You can also help reduce risk of infections by regularly washing your hands, avoiding close contact with individuals who are ill, and keeping vaccinations up to date.
Antibiotics & The Microbiome
Authors of the aforementioned scientific review investigating the impact of antibiotic therapy on the microbiome write, “Antibiotics shape the ecology of the gut microbiome in profound ways, causing lasting changes to developing and mature microbiotas.” A dysbiotic microbiome may not perform vital functions such as nutrient supply, vitamin production, and protection from pathogens.”
There have been several studies looking at the impact of specific antibiotics on composition of the microbiome. One study showed that amoxicillin consumption
caused significant shifts in microbiome composition. This alteration lasted approximately 30 days on average and were observed for more than 2 months in some of the treated individuals. Another study of individuals taking ciprofloxacin also showed significant changes that lasted for several weeks.

■ **Provided information**
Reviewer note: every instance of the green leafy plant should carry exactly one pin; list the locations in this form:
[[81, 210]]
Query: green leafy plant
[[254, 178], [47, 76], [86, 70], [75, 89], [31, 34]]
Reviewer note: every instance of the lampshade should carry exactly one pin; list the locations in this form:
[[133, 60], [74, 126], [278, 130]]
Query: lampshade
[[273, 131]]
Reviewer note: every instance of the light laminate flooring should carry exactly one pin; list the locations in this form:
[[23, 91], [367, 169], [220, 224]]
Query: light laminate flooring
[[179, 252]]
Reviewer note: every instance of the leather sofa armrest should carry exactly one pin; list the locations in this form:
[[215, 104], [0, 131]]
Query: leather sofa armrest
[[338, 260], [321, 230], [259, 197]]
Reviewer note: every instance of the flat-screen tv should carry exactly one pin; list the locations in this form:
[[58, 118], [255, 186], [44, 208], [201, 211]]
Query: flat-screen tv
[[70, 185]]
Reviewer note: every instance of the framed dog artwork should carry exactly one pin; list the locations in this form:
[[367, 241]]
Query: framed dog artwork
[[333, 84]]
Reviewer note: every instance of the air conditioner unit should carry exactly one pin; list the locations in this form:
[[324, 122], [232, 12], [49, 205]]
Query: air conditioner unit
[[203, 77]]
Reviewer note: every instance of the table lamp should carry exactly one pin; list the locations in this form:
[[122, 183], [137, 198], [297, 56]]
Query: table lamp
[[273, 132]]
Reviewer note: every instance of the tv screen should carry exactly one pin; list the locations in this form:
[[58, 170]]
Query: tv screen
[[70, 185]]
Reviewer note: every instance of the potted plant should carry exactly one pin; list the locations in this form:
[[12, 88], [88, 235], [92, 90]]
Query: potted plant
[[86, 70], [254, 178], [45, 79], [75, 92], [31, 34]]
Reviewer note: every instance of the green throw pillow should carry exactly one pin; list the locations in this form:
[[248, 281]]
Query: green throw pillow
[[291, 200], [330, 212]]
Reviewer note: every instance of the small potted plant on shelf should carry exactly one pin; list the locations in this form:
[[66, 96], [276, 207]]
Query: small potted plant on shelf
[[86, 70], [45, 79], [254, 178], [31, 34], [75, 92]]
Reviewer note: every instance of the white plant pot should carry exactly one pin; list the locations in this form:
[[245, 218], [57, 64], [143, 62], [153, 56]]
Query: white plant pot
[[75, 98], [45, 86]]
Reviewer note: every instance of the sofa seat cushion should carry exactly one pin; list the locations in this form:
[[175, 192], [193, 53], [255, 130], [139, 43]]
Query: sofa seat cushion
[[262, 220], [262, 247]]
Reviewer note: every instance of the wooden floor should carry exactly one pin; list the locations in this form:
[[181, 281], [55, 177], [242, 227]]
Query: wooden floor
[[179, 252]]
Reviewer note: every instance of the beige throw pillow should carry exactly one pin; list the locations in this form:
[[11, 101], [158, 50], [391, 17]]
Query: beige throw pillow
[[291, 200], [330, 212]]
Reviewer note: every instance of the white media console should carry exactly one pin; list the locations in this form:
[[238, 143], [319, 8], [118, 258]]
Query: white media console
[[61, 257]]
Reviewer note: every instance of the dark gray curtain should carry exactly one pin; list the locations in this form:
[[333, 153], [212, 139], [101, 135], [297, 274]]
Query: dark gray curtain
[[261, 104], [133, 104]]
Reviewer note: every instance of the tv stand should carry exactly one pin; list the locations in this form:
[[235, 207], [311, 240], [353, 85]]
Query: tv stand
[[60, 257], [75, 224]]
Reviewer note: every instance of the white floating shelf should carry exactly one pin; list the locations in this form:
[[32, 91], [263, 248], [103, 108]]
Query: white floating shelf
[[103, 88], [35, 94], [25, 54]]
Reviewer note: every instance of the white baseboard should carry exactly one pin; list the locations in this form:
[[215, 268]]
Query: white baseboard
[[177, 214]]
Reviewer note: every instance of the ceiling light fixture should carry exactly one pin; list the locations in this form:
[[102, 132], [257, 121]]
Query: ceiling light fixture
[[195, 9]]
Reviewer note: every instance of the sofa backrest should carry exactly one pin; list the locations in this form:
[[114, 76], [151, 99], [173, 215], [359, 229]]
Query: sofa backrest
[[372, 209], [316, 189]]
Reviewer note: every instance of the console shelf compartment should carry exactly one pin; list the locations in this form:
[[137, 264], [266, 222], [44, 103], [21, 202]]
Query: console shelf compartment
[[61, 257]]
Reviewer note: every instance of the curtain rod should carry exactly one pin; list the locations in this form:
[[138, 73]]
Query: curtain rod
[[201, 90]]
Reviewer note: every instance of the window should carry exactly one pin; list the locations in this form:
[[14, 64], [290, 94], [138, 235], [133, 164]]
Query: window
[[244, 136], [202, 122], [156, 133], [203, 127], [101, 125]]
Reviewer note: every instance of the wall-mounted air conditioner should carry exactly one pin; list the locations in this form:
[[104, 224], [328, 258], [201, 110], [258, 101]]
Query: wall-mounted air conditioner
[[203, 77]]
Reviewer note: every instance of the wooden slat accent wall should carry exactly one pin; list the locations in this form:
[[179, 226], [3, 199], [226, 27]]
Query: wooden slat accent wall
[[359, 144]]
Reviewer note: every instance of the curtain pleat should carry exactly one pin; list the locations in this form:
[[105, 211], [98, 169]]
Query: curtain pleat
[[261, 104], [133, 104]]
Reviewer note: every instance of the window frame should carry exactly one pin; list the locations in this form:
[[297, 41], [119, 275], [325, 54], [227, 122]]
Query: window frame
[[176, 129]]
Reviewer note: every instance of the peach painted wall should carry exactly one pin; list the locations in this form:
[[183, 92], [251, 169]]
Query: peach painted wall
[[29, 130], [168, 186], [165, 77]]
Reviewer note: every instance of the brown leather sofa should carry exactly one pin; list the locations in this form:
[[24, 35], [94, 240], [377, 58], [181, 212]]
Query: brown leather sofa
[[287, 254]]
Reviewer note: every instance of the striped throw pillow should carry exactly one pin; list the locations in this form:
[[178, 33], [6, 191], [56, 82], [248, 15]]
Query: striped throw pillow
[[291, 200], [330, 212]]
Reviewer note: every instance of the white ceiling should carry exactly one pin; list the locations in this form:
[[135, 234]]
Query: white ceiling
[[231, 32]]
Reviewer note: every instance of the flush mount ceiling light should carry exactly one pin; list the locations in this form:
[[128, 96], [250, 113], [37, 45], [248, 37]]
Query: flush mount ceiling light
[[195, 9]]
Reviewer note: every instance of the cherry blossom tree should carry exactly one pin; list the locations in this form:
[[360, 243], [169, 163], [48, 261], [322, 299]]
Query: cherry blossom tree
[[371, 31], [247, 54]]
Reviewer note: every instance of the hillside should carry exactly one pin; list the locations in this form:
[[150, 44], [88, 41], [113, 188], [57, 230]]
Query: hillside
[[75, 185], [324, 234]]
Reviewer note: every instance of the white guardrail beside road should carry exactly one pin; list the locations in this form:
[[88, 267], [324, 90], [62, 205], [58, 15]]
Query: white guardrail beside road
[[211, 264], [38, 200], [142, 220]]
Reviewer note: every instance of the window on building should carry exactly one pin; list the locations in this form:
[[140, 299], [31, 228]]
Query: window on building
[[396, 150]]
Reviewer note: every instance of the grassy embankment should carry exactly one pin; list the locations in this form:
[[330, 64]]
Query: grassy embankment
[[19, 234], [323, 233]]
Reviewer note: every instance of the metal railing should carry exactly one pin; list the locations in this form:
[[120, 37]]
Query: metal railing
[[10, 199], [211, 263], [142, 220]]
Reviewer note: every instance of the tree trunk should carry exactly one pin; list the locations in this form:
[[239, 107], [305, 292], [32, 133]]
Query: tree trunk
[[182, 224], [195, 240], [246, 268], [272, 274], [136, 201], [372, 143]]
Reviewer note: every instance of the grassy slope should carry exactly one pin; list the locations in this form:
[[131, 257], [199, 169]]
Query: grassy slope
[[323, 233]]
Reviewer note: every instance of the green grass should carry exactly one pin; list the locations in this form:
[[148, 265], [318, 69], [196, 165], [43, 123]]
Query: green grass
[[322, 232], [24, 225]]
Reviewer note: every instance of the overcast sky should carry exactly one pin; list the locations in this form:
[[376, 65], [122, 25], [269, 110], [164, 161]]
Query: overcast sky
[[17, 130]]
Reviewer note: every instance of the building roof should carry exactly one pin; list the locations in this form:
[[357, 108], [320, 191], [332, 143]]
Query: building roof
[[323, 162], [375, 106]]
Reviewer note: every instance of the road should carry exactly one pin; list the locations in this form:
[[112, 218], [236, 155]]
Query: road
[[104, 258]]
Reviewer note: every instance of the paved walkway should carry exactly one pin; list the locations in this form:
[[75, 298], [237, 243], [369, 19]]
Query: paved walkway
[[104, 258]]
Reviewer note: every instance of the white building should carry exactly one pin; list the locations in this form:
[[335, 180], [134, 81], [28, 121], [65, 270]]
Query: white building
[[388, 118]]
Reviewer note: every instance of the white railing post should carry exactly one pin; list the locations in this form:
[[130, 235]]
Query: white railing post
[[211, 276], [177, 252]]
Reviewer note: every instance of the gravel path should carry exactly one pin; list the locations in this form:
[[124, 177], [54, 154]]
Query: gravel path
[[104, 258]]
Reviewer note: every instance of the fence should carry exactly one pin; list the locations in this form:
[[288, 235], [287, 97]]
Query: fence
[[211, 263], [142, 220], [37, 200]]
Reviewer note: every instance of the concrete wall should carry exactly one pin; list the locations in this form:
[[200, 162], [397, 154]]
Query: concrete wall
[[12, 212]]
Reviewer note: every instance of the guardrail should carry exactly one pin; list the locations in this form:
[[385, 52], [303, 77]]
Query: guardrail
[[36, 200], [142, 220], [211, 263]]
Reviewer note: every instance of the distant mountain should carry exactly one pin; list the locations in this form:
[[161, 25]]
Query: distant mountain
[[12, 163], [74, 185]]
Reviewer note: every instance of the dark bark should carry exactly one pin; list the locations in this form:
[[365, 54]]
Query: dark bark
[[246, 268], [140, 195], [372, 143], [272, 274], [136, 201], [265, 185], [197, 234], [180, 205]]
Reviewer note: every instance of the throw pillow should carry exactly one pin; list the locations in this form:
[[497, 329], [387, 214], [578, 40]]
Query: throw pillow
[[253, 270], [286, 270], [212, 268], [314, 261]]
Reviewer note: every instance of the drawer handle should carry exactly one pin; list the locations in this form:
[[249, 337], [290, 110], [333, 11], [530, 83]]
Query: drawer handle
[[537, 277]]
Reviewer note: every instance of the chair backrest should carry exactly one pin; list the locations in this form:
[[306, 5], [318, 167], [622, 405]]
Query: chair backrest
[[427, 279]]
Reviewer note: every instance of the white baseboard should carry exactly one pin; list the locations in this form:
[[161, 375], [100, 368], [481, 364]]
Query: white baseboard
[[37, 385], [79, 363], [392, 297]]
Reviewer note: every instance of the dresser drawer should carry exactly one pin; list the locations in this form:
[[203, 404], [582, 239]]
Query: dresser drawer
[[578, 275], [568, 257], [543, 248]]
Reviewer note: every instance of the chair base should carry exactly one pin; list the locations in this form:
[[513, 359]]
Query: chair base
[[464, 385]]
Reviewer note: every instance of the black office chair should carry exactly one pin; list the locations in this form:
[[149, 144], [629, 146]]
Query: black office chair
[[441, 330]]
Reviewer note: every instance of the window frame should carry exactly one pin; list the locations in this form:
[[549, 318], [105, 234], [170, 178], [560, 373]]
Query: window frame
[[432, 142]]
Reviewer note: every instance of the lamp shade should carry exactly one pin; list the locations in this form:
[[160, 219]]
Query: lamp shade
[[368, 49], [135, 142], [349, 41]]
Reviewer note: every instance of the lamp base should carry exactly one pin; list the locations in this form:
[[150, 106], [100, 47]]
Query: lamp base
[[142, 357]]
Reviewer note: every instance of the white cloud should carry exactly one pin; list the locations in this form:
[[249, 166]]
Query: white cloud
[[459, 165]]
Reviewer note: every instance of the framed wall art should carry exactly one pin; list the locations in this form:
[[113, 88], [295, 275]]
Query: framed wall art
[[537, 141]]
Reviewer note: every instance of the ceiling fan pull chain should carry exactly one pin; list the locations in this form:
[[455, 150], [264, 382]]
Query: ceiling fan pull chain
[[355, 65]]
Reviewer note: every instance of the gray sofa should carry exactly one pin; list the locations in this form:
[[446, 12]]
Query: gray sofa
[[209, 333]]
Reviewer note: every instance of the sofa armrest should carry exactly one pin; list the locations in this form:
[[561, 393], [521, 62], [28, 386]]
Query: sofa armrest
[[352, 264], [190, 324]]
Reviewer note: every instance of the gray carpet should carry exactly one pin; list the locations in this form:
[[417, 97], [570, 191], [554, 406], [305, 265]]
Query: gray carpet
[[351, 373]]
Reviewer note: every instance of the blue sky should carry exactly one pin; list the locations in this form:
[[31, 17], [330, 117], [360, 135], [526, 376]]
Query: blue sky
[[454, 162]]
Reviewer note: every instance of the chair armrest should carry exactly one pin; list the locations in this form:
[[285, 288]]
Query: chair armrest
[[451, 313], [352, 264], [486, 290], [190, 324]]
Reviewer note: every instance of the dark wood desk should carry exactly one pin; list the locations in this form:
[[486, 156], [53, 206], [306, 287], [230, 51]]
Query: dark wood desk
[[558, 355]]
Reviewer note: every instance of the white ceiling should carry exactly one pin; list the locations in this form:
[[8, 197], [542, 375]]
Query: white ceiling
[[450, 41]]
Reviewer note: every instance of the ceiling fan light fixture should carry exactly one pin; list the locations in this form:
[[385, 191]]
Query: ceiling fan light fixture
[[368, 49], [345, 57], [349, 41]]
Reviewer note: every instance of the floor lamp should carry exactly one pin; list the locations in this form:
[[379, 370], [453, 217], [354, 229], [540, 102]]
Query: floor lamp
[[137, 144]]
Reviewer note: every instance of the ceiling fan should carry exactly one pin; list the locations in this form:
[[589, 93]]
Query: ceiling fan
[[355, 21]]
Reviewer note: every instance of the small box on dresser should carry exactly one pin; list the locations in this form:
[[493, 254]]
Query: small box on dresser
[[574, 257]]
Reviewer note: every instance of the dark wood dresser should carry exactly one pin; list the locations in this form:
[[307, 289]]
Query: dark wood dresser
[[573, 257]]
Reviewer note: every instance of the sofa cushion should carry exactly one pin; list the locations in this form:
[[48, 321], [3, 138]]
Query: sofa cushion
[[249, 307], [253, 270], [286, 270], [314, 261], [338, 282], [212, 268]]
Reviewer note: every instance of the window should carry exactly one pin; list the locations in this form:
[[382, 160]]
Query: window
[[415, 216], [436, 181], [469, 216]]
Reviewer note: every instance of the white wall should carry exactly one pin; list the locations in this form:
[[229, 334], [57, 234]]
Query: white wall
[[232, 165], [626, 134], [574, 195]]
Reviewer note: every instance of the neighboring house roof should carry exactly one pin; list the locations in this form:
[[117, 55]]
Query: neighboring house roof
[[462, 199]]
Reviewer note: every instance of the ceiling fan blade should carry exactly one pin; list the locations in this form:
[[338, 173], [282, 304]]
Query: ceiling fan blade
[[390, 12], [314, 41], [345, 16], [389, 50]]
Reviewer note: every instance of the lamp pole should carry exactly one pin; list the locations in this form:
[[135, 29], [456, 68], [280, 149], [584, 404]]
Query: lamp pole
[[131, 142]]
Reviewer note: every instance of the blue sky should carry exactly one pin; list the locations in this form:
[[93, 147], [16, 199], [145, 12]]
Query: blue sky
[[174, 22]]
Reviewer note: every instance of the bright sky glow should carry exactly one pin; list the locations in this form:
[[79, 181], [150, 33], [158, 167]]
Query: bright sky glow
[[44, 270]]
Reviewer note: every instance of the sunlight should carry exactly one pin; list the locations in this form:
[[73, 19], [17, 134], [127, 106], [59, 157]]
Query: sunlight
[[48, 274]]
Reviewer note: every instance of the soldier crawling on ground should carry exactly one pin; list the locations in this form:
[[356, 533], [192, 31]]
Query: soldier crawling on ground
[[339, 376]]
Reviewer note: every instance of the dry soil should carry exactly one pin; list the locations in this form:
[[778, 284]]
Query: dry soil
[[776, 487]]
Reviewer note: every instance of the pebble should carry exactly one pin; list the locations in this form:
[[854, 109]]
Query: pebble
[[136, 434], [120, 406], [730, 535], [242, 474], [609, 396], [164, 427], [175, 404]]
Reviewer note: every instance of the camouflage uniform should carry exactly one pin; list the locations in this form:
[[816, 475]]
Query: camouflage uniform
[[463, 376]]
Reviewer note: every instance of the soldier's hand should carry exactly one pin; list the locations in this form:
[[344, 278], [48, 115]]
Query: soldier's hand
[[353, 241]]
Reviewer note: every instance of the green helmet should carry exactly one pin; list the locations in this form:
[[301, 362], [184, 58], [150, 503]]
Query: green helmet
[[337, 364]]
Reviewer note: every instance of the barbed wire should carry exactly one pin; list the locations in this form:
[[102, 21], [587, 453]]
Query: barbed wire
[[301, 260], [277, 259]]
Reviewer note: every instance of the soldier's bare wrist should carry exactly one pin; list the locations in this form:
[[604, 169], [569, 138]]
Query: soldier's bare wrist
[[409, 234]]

■ **Work request 1**
Please write out the passage on antibiotics and the microbiome from "You can also" to "up to date.".
■ **Work request 2**
Continue the passage on antibiotics and the microbiome from its last sentence.

■ **Reply 1**
You can also help reduce risk of infections by regularly washing your hands, avoiding close contact with individuals who are ill, and keeping vaccinations up to date.

■ **Reply 2**
Antibiotics & AAD
One of the key side effects of antibiotic therapy commonly experienced is antibiotic-associated diarrhea (AAD), which is also a consequence of dysbiosis. In fact, more than a third of people who take antibiotics develop AAD. Authors of a scientific paper write, “Although the diarrhea may be the result of increased gastrointestinal (GI) motility in some cases, a disruption of the GI flora that normally acts as a barrier to infection and aids in the digestion of carbohydrates is a far more common cause.”
Researchers in one study explain that incidence of antibiotic-associated diarrhea (AAD) often occur in healthcare settings, usually caused by Clostridium difficile. AAD typically occurs in up to 35% of patients taking antibiotics.
One meta-analysis of pooled data from 63 randomized controlled human trials (with a total of 11,811 participants) to identify the relative risk of AAD among individuals who received probiotics during antibiotic treatment compared with those who received no probiotics or were given a placebo.1 The studies encompassed a variety of antibiotics, taken alone or in combination, and several probiotics, including Lactobacillus, Bifidobacterium, Saccharomyces, and some combinations. The researchers found that overall, the “pooled evidence suggests that probiotics are associated with a reduction in AAD.”
A similar meta-analysis looked at probiotics’ impact on AAD in children and adults. The study of 31 RCTs found a pooled relative risk of 0.43 for development of ADD in those taking probiotics along with antibiotics to combat C. difficile infection.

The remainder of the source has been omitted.